TEXT FOR ANALYSIS:
-*-*-

In silico Splice Prediction Tools
In silico splice prediction tools were selected based on the
following criteria. First, the tool is freely available. Second, the
tool can be applied to a variant in either variant or sequence format.
Third, the tool either uses deep learning or is widely applied in
routine diagnostics. An overview of all in silico prediction
tools and their characteristics is provided in Table 1. Delta scores
according to formula (1) were calculated for tools that provided a
separate score for wild type and variant sequences. The absolute value
of the score was used for tools that returned negative values to only
compare the magnitude of splice change.
\begin{equation}
Delta\ score=\left|\ \frac{WT\ score-variant\ score}{\text{Maximum\ score\ of\ the\ tool}}\ \right|\ \ \ \ \ \ \ \ \ \ (1)\nonumber \\
\end{equation}The commonly applied tools GeneSplicer, MaxEntScan, NNSPLICE and
SpliceSiteFinder-like were accessed from Alamut Visual Software version
2.13 (SOPHiA GENETICS, Lausanne, Switzerland). Missing values likely do
not result in a change compared to wildtype and are unlikely to affect
splicing. Therefore, they were replaced with zero. When multiple splice
sites close to the variant were scored, the score for the canonical
splice site was chosen for NCSS variants and the score for the novel
created/strengthened splice site was chosen for DI variants.
The other tools were accessed separately from either a website,
available scripts or files with precomputed scores. Tools accessed via
their website were CADD v1.6 and SpliceRover. For CADD, a VCF file with
the variants was uploaded to the website, and raw scores were obtained.
SpliceRover required a FASTA sequence with a minimal length of 400 nt.

-*-*-

(Natural-language object grounding data)

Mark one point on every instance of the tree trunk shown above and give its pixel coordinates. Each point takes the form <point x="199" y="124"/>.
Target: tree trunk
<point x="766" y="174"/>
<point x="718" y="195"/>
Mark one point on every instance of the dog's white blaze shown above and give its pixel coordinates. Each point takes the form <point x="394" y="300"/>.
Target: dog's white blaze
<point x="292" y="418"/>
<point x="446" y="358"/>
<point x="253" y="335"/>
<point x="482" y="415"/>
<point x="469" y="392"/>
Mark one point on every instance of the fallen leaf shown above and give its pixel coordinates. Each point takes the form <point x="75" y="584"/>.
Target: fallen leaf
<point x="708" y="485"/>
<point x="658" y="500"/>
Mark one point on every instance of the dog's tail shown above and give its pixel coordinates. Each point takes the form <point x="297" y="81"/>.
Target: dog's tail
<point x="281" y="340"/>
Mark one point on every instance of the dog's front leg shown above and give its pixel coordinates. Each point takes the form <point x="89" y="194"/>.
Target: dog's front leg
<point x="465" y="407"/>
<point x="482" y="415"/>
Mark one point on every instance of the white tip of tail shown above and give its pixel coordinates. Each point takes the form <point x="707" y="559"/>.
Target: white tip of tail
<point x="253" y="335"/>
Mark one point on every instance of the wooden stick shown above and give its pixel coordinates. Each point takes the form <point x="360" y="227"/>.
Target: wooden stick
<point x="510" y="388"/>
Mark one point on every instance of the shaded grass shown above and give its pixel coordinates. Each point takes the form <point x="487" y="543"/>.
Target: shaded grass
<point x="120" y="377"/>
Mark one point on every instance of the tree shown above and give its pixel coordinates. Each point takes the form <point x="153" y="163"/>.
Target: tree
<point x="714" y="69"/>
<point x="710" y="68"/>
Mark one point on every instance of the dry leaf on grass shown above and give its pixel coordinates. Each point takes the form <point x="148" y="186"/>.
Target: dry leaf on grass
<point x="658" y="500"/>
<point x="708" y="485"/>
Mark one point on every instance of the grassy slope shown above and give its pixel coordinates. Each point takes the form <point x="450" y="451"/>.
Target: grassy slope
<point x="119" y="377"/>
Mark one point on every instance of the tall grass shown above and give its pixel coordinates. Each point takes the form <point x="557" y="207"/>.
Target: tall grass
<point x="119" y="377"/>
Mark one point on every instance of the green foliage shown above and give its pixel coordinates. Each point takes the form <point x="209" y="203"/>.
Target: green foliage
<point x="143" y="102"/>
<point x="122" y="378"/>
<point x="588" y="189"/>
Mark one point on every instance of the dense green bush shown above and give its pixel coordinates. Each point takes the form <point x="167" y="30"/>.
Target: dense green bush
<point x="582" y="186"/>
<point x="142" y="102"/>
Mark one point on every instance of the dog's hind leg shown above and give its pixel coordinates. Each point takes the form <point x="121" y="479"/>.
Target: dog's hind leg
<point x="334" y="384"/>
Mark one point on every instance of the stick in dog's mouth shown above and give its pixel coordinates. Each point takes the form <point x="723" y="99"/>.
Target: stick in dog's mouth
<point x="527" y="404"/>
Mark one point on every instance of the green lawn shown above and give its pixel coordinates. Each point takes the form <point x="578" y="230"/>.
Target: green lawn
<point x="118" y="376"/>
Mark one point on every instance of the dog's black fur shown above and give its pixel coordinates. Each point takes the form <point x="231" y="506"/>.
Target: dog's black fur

-*-*-

PROBLEM STATEMENT:
Can you give the splice prediction tools text again between "Third, the tool" and "of splice change.", inclusive, switching "magnitude" to "size"?

RESULT:
Third, the tool either uses deep learning or is widely applied in
routine diagnostics. An overview of all in silico prediction
tools and their characteristics is provided in Table 1. Delta scores
according to formula (1) were calculated for tools that provided a
separate score for wild type and variant sequences. The absolute value
of the score was used for tools that returned negative values to only
compare the size of splice change.